DOCUMENT EXCERPT ->
* BEGIN *
From Casetext: Smarter Legal Research

Williams v. Kincaid

Supreme Court of the State of New York, New York County
May 4, 2010
2010 N.Y. Slip Op. 31090 (N.Y. Sup. Ct. 2010)

Opinion

109194/06.

May 4, 2010.


MEMORANDUM DECISION


In this Labor Law action, plaintiff Christopher E. Williams ("plaintiff) moves pursuant to CPLR 2221 (d) for leave to reargue this Court's order dated February 17, 2010 which granted the separate motions of defendants Adam Kincaid d/b/a Kincaid Construction ("Kincaid"), 307-9 Owners Corp. ("307-9"), and Paul DeGennaro ("DeGennaro") for summary judgment dismissing plaintiff's complaint, and denied plaintiff's cross-motion to deem its amended bill of particulars properly served, and upon reargument, that defendants' motions be denied, this case be restored to active status, and that plaintiff's cross-motion be granted.

Factual Background

Plaintiff was injured on January 2, 2006 when he was operating a saw while performing renovation work at a cooperatively owned apartment unit located at 307 West 20th Street in Manhattan (the "premises"). At the time of the accident, plaintiff was pushing the saw through some wood and a splinter flew out and hit Kincaid, his "boss," in the eye. Thereafter, plaintiff became "distracted" and "startled." At that point, the saw tilted a bit, which caused the saw to pinch the wood, the blade to stop rotating and the saw to kick back up over his thumb. Plaintiff noted that no one was wearing goggles at the time of his accident. Kincaid supplied the saw that plaintiff was using at the time of the accident.
* END *
WRITTEN TASK A -> In the Williams v. Kincaid decision, who supplied the saw the plaintiff was using when he was injured?
WRITTEN TASK B -> Rewrite the paragraph of the Williams v. Kincaid decision that begins "Plaintiff was injured on January 2, 2006" as a short bulleted list that keeps its main facts.
WRITTEN TASK C -> Go on with the Williams v. Kincaid decision, starting after its last sentence.

EXTRACTED ENTRIES ->
* BEGIN *
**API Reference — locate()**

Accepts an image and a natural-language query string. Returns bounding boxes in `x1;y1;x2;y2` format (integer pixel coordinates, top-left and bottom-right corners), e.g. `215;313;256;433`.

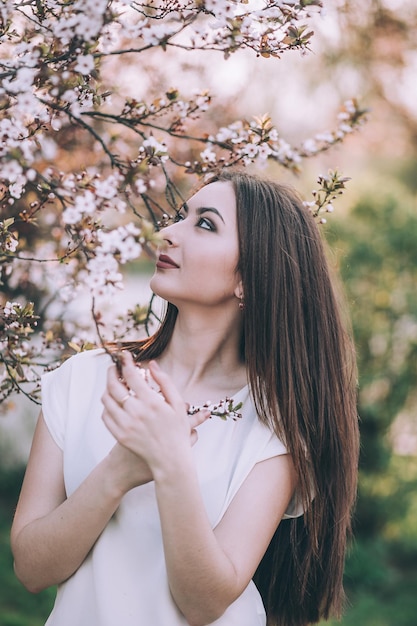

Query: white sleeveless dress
42;350;302;626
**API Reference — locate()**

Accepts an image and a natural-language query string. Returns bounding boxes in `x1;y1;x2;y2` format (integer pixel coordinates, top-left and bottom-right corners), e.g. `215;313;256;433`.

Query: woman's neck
158;309;246;398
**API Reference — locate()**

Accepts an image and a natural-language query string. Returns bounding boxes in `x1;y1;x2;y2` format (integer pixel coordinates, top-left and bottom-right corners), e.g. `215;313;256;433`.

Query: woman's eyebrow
196;206;225;224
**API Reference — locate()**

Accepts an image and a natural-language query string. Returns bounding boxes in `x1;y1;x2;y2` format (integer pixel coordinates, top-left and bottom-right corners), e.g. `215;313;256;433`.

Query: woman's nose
161;223;177;246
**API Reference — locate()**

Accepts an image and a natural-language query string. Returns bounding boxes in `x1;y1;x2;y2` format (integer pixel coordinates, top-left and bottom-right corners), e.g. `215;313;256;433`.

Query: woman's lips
156;254;179;270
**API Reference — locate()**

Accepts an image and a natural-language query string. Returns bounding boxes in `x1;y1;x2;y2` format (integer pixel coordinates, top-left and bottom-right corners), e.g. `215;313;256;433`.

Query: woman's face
151;181;240;309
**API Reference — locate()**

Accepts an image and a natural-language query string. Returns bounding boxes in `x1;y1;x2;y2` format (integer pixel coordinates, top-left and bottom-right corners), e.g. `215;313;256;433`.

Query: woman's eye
197;217;216;230
172;212;185;222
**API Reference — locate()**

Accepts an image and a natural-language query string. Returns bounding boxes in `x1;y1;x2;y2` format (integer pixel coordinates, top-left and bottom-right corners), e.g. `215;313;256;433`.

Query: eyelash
172;213;216;232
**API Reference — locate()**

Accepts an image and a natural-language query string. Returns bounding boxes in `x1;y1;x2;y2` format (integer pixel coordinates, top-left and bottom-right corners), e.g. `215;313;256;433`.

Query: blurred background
0;0;417;626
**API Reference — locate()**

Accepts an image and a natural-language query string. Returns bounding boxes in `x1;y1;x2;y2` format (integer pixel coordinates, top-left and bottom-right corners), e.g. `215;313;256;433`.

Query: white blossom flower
135;178;146;193
200;148;217;163
74;54;94;76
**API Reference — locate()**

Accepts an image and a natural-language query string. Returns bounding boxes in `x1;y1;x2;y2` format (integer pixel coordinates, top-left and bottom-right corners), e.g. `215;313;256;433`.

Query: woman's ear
233;279;244;300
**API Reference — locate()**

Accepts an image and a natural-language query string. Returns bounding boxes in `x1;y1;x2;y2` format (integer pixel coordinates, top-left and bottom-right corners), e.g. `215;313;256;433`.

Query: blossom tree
0;0;365;402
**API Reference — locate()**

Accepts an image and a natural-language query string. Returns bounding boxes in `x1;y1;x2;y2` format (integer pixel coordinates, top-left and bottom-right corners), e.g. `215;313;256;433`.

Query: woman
12;172;358;626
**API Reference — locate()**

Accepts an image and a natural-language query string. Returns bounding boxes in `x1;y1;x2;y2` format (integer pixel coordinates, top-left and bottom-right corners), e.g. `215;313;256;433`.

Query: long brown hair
119;170;359;626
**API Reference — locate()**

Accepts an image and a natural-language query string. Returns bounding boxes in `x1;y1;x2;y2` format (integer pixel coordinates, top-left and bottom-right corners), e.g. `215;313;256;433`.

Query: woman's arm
11;414;152;593
103;356;296;626
155;446;295;626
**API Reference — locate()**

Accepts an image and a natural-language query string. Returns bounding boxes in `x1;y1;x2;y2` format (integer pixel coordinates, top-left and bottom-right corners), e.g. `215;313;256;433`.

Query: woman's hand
102;352;210;482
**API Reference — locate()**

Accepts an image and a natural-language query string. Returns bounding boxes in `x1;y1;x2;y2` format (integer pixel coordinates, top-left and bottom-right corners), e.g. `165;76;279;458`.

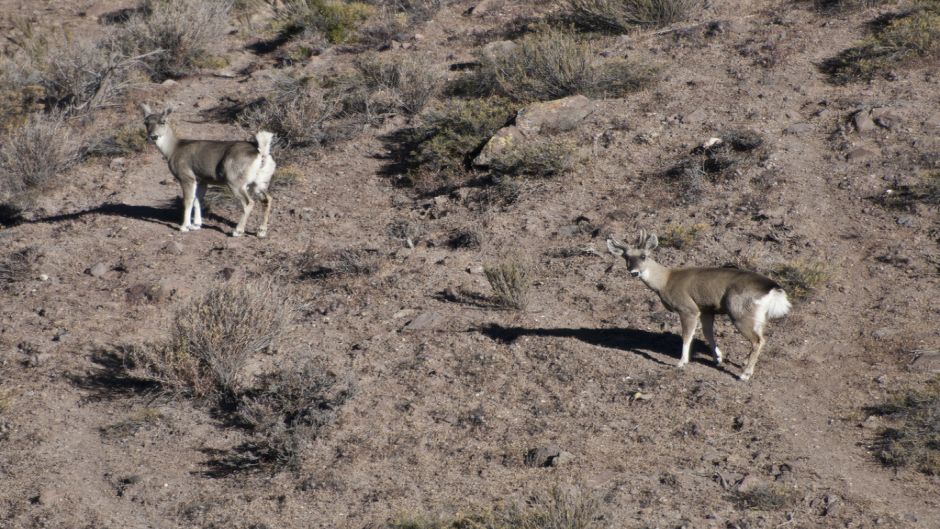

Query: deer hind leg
734;317;765;380
700;312;722;365
258;191;271;237
232;187;255;237
190;182;206;230
676;314;699;367
180;177;196;231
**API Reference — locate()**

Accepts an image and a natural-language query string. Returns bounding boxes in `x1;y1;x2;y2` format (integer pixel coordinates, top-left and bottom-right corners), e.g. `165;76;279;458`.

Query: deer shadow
477;324;735;376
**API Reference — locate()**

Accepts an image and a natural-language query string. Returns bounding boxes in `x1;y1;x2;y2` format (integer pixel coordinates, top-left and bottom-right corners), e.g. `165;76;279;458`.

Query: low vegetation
771;260;832;299
867;378;940;476
478;27;652;103
565;0;704;33
483;260;532;310
115;0;233;81
129;280;293;402
386;487;608;529
0;112;81;218
821;1;940;83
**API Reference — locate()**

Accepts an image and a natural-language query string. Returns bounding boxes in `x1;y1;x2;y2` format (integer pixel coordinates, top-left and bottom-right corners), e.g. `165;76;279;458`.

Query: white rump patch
754;288;791;327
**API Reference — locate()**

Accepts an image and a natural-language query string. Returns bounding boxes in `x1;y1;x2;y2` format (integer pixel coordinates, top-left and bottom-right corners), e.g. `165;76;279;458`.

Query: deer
607;230;791;381
140;103;277;237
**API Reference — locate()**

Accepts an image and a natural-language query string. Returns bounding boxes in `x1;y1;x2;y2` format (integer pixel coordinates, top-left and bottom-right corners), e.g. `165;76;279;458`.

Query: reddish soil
0;0;940;528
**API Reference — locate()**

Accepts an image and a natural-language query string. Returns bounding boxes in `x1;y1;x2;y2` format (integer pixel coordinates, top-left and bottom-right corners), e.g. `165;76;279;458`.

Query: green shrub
116;0;233;80
489;139;577;178
483;261;531;310
821;1;940;83
474;27;652;102
279;0;376;44
564;0;703;33
867;378;940;476
409;97;515;185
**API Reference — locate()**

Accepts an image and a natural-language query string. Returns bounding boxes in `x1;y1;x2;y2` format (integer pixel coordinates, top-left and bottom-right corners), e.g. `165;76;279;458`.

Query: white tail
141;104;277;237
607;231;790;380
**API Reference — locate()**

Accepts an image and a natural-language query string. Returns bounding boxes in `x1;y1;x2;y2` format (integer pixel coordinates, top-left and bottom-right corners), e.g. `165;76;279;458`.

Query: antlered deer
607;230;790;380
140;104;276;237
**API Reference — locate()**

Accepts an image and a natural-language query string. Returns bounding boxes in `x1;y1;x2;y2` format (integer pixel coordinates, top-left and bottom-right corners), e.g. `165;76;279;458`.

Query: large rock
516;95;594;136
473;125;525;167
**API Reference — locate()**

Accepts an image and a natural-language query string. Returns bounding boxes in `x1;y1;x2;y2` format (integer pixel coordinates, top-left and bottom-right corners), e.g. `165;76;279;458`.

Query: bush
408;97;515;182
821;2;940;83
238;77;342;147
279;0;376;44
867;378;940;476
356;55;443;116
483;261;531;310
475;27;651;102
489;140;577;178
565;0;703;33
237;359;352;470
129;280;293;400
117;0;233;81
771;260;832;299
0;112;81;212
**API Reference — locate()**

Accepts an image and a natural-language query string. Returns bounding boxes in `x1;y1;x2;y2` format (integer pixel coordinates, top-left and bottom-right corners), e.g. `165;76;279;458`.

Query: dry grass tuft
820;2;940;83
564;0;704;33
867;378;940;476
483;261;532;310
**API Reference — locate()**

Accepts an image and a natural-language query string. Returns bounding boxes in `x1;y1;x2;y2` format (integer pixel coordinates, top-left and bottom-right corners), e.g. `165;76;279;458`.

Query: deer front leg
676;314;699;367
180;179;196;232
700;312;722;364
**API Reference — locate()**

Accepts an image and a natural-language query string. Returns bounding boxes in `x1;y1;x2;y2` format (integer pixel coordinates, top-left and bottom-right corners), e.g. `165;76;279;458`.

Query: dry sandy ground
0;0;940;528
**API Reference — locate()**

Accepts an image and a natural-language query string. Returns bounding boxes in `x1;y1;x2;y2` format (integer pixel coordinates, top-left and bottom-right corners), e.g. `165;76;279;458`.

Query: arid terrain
0;0;940;529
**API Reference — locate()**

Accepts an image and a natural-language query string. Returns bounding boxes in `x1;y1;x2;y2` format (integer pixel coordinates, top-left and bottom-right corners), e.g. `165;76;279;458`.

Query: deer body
607;232;790;380
141;105;277;237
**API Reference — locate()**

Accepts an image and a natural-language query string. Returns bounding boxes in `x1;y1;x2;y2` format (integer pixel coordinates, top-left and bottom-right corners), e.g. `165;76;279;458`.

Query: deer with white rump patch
607;230;790;380
140;104;276;237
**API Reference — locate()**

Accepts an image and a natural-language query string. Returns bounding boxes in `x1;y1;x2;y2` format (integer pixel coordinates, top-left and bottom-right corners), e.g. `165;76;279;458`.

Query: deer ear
607;237;623;255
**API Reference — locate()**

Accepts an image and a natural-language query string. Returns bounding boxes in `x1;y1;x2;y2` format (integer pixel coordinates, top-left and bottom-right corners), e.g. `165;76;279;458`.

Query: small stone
910;351;940;373
85;263;110;278
852;110;875;133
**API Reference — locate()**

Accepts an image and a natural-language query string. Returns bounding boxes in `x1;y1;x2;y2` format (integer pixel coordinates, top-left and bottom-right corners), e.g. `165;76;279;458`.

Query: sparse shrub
238;77;342;147
128;280;293;400
356;55;443;115
237;358;352;470
116;0;232;80
734;483;799;511
298;248;381;279
659;223;708;250
0;247;39;283
821;2;940;83
867;378;940;476
408;97;515;183
279;0;376;44
88;125;147;156
483;261;531;310
771;260;832;299
489;139;577;178
0;112;81;213
565;0;703;33
476;27;651;102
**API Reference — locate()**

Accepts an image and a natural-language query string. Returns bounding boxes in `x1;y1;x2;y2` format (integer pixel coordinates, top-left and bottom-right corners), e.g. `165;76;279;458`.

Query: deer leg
734;318;765;380
700;312;722;364
258;191;271;237
676;314;699;367
232;187;255;237
192;182;207;230
180;179;196;231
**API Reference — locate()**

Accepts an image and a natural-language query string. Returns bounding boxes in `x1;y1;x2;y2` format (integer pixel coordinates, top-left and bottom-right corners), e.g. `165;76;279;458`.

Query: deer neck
156;127;179;160
640;259;670;293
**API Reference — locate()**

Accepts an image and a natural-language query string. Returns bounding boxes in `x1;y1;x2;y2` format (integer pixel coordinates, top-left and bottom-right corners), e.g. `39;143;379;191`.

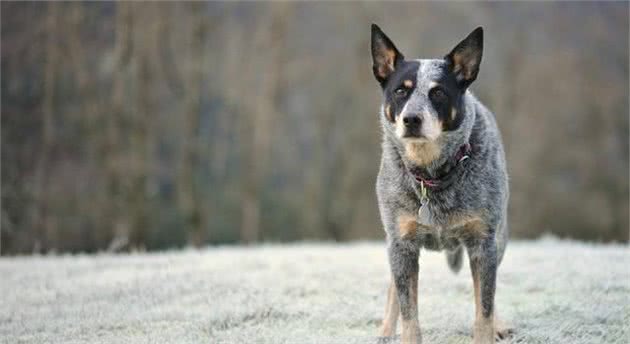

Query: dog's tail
* END *
RESULT A -> Kincaid supplied the saw.

RESULT B ->
- Plaintiff was injured on January 2, 2006, while operating a saw during renovation work at a cooperatively owned apartment at 307 West 20th Street in Manhattan.
- As he pushed the saw through wood, a splinter flew out and hit Kincaid, his "boss," in the eye.
- Plaintiff became "distracted" and "startled." The saw tilted, pinched the wood, stopped rotating and kicked back up over his thumb.
- No one was wearing goggles at the time.
- Kincaid supplied the saw.

RESULT C ->
Defendants moved for summary judgment dismissing, inter alia, plaintiff's common-law negligence and Labor Law §§ 200 and 241 (6) claims, and plaintiff cross moved to have his amended bill of particulars deemed properly served.

In dismissing plaintiff's complaint and denying plaintiff's cross-motion, the Court stated:

While plaintiff may be entitled to leave to serve a supplemental bill of particulars alleging violations of Industrial Code 12 NYCRR 23-1.8 (a), as plaintiff's belated identification of this proposed Industrial Code violation merely expounds on plaintiff's Labor Law § 241 (6) cause of action, which was pleaded in plaintiff's first bill of particulars, said alleged violation does not apply to the facts of this case. Here, plaintiff suffered a thumb injury, and not an eye injury. As such, the lack of eye protection was not a proximate cause of plaintiff's accident.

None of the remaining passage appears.